**Excerpted text**
────

I have Parkinson’s Disease and one mark of many Parkinson’s patients is a softening of the voice associated with an expressionless face. Thankfully, there’s help, speech therapy.

I suspected there was an issue with my voice and it festered until I found the right people to help me. After a month of therapy sessions, I’m happy to report that I’m on the right track to returning my voice to appropriate audible levels. I understand the importance of ‘speaking with INTENT’ and, if I waiver, I have a ‘toolbox’ to correct myself.

Just as I exercised my body in Basic Training to build strength and endurance, now I’m exercising my voice box to strengthen my speech. Instead of daily runs, countless push-ups, jumping jacks and the rest of the army’s ‘daily dozen’, I’m exercising my voice with ‘speak out exercises’ and reaching decibel levels that heretofore were routine and automatic

It’s challenging

And, like the physical military exercise, if I don’t make my vocal exercises a regular routine, the voice will soften, again. The program is ‘SPEAK OUT, Speaking With Intent’ and the local effort is part of a nationwide practice to teach Parkinson patients how to fight back.

The challenge is to be aware of my speech and apply vocal exercises on a daily basis to improve and maintain voice quality.

Parkinson is a slowly progressive neurological disease that afflicts each patient differently. It can impact speech, motor skills and memory over time. Other than a pill, a recommended course of action is to ‘fight back’ with rigorous physical exercise for the body and voice.

Big movements! Big voices! Big rewards!

And there’s no need to yell, “YES, DRILL SERGEANT”, a simple “thank you, Jaime and Heather” will suffice.

Steve

080124

To my two speech pathologists, Heather and Jaime (URMC), who guided me without intimidation, just INTENT.

────

**The data**
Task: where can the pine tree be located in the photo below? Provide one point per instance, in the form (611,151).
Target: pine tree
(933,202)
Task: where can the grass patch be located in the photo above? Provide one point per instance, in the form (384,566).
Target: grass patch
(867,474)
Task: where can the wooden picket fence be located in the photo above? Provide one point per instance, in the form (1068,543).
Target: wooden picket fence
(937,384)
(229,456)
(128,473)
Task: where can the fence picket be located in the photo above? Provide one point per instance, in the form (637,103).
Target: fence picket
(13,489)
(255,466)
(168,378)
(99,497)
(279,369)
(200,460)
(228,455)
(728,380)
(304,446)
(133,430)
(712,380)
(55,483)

────

**Tasks to perform**
(A) What is the name of the speech therapy program in the post on Parkinson's speech therapy?
(B) Repeat word for word the part of the post on Parkinson's speech therapy that opens with the words containing "I suspected there" and closes with "to correct myself.".
The listing is separate material, distinct from the post on Parkinson's speech therapy.

**Your written answers**
(A) SPEAK OUT, Speaking With Intent

(B)
I suspected there was an issue with my voice and it festered until I found the right people to help me. After a month of therapy sessions, I’m happy to report that I’m on the right track to returning my voice to appropriate audible levels. I understand the importance of ‘speaking with INTENT’ and, if I waiver, I have a ‘toolbox’ to correct myself.